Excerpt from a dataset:
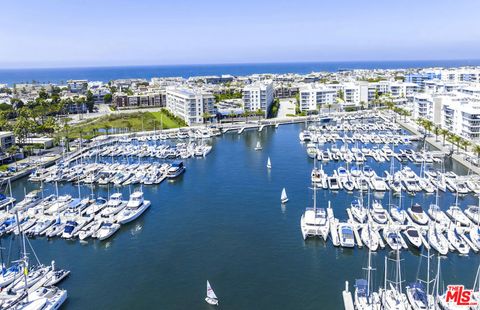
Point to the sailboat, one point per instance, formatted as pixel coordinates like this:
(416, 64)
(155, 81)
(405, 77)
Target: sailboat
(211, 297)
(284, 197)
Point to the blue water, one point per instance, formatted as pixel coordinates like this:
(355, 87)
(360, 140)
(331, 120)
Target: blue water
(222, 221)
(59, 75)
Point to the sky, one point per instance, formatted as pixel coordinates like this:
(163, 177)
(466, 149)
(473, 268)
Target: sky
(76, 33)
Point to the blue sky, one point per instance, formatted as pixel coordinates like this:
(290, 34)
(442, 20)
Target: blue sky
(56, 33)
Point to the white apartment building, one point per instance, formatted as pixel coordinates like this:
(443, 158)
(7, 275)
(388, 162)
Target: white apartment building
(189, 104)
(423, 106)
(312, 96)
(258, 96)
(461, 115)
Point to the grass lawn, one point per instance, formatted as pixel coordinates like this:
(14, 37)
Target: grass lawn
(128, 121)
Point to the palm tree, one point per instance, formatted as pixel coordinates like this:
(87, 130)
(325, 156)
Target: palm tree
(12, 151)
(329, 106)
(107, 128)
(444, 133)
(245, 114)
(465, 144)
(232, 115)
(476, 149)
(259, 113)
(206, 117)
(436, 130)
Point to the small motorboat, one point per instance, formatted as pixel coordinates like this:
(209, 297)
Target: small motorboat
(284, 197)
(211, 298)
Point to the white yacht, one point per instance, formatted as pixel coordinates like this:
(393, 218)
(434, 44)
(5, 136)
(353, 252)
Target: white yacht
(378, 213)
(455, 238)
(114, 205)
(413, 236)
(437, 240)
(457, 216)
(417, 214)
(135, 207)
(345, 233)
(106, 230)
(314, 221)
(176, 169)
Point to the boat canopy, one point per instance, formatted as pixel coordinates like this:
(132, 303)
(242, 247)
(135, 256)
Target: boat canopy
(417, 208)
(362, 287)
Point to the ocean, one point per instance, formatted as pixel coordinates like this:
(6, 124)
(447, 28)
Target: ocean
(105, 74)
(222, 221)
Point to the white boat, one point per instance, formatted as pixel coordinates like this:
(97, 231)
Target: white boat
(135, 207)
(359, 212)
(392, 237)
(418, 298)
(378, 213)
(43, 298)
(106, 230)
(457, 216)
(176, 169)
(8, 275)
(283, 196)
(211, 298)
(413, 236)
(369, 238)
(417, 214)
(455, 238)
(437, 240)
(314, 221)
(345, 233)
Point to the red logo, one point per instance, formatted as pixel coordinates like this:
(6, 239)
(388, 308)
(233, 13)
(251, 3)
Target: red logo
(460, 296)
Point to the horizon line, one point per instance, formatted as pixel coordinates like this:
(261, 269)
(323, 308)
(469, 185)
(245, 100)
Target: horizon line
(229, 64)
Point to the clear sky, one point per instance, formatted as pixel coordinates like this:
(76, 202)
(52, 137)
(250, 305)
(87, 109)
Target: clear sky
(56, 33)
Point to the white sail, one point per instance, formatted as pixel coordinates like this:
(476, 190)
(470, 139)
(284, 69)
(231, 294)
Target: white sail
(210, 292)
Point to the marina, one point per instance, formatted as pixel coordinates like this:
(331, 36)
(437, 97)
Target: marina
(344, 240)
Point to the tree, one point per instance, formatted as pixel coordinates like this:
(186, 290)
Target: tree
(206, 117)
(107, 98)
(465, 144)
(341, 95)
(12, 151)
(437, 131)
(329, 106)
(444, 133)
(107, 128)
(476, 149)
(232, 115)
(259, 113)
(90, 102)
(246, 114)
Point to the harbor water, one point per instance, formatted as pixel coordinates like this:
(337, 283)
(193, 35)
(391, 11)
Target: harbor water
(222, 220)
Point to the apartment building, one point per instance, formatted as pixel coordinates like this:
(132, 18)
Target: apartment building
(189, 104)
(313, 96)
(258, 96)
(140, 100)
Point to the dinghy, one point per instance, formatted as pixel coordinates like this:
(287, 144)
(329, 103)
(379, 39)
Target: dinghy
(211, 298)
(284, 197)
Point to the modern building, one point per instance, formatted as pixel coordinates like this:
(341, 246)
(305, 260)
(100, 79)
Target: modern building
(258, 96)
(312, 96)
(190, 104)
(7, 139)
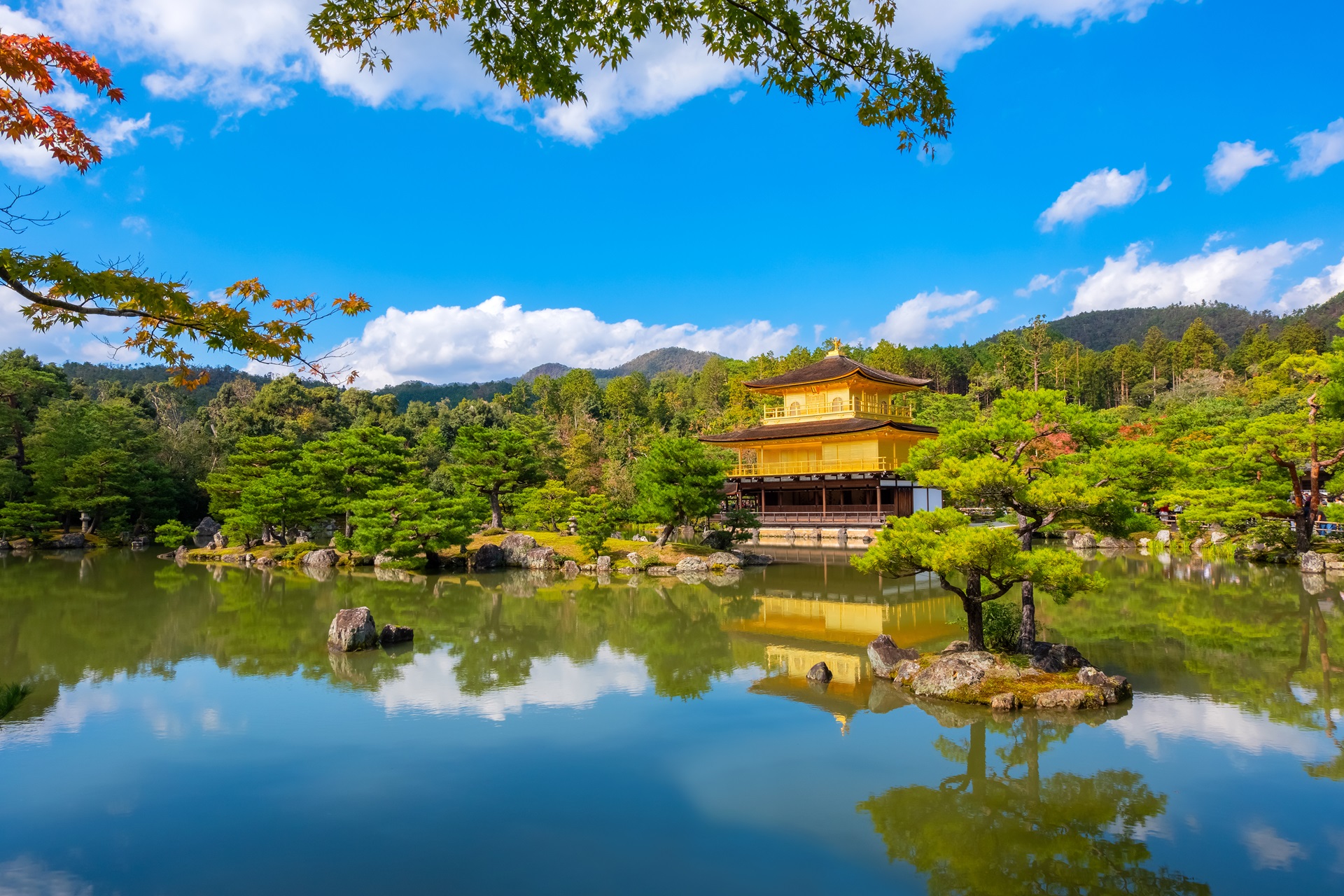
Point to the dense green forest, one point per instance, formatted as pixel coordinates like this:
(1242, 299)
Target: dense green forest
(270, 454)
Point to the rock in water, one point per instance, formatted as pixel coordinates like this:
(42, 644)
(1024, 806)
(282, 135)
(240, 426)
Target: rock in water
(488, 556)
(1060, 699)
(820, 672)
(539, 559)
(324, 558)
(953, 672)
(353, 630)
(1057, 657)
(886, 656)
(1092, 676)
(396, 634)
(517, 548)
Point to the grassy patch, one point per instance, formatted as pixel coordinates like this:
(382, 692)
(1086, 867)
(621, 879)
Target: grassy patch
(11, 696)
--
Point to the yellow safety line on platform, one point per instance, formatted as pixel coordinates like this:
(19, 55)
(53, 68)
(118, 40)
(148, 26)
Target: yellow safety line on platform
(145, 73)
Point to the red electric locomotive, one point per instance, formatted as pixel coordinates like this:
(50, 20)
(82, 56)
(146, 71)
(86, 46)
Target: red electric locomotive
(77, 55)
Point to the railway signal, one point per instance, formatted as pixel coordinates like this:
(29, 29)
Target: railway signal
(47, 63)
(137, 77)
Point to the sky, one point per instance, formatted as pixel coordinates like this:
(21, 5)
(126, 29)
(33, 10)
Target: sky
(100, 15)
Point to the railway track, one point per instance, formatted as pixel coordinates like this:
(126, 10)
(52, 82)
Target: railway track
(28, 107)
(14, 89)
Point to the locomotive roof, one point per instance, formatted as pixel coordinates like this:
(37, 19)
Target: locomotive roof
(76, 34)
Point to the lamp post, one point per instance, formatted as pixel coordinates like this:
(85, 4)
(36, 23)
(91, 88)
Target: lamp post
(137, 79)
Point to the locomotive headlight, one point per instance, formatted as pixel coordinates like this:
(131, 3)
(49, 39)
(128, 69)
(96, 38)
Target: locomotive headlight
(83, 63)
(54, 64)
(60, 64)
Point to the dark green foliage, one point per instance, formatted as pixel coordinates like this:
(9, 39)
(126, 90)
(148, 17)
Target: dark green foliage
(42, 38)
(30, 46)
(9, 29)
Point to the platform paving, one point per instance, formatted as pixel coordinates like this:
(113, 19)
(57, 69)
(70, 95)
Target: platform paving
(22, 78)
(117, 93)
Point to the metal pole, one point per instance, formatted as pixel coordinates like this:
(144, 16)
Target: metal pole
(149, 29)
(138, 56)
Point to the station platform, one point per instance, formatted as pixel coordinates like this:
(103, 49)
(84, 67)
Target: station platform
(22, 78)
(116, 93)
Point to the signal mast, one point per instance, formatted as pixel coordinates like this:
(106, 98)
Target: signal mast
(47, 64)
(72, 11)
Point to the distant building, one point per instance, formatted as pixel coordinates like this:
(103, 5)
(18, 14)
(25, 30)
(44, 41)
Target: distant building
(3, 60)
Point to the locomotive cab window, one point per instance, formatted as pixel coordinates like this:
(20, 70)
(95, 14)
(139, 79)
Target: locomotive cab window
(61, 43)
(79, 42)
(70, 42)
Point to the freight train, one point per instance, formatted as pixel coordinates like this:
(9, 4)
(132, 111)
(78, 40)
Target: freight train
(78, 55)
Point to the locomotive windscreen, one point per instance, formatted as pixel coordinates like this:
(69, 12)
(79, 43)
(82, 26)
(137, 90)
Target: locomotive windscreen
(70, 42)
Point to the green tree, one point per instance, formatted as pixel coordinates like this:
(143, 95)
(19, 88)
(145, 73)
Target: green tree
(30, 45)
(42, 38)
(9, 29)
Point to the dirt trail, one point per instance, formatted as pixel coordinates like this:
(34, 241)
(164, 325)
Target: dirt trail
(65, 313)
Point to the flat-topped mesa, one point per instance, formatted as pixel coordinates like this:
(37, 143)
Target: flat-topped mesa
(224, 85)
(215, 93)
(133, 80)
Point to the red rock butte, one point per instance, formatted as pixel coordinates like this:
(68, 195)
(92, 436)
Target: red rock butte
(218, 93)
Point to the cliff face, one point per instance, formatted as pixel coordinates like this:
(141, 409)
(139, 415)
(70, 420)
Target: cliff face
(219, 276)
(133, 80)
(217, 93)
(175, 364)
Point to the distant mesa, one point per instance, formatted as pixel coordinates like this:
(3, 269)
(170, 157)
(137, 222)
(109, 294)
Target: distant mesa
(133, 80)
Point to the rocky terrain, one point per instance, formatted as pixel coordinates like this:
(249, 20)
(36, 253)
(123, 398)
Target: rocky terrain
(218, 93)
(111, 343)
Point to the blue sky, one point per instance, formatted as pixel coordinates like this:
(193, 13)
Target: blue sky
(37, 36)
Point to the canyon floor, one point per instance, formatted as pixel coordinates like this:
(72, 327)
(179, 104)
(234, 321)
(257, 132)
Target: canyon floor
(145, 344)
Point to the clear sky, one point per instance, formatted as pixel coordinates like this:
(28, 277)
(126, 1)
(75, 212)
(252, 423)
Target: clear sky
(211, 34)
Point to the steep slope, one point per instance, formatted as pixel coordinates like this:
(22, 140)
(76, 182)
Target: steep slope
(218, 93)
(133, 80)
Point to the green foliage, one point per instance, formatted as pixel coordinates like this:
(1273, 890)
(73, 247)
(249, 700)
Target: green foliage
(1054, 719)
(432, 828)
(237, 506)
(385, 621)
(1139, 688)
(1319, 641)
--
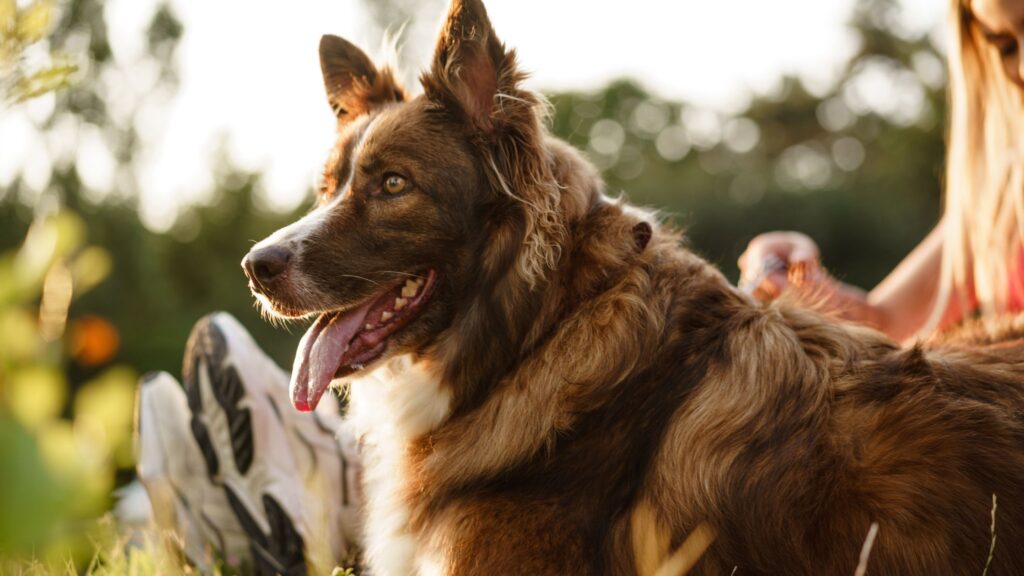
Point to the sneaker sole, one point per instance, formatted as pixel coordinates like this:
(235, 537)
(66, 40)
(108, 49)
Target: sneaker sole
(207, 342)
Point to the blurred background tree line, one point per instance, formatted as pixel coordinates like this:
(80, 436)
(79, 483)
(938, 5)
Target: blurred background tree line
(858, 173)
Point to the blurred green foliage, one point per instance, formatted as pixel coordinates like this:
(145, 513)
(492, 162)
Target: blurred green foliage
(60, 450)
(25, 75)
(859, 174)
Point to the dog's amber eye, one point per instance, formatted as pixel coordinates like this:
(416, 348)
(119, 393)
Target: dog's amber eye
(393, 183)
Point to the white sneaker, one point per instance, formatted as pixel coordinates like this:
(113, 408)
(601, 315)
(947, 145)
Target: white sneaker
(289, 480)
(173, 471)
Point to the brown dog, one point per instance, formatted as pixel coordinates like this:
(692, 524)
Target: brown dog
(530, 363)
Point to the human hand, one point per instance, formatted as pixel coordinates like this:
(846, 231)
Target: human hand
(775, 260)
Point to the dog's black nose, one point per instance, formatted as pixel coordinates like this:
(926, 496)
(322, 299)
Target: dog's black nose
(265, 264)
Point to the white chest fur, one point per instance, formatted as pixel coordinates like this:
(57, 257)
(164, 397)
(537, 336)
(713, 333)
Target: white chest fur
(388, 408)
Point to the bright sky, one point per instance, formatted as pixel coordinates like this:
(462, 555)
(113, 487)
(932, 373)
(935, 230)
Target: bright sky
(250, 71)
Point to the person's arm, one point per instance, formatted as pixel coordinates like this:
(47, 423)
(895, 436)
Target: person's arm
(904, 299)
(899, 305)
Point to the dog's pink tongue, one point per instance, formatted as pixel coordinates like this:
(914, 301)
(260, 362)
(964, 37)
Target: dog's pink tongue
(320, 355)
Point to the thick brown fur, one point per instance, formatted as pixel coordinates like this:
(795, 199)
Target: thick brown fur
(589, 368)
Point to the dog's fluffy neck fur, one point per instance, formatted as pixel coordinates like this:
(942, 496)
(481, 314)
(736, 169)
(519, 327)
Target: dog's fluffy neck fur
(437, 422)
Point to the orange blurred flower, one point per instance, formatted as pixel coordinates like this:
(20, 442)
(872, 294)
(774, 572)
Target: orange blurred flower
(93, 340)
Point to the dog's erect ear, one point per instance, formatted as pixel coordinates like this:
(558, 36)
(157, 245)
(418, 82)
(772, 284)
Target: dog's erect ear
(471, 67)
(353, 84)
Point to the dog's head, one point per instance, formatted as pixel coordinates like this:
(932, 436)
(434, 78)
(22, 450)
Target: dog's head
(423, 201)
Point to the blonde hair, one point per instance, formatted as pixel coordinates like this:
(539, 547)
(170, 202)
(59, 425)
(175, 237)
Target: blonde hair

**Problem description:** Update everything from the line containing "Point to the green foliage, one" down to the line containing "(1319, 641)", replacing "green foliage" with "dense foliage" and keeping the rest unchanged. Return only those lines.

**The output:**
Point to the dense foliage, one point per instance, formatted as pixel coordinates like this:
(1273, 890)
(73, 247)
(249, 700)
Target: dense foliage
(1054, 719)
(432, 828)
(237, 506)
(385, 621)
(1139, 688)
(1319, 641)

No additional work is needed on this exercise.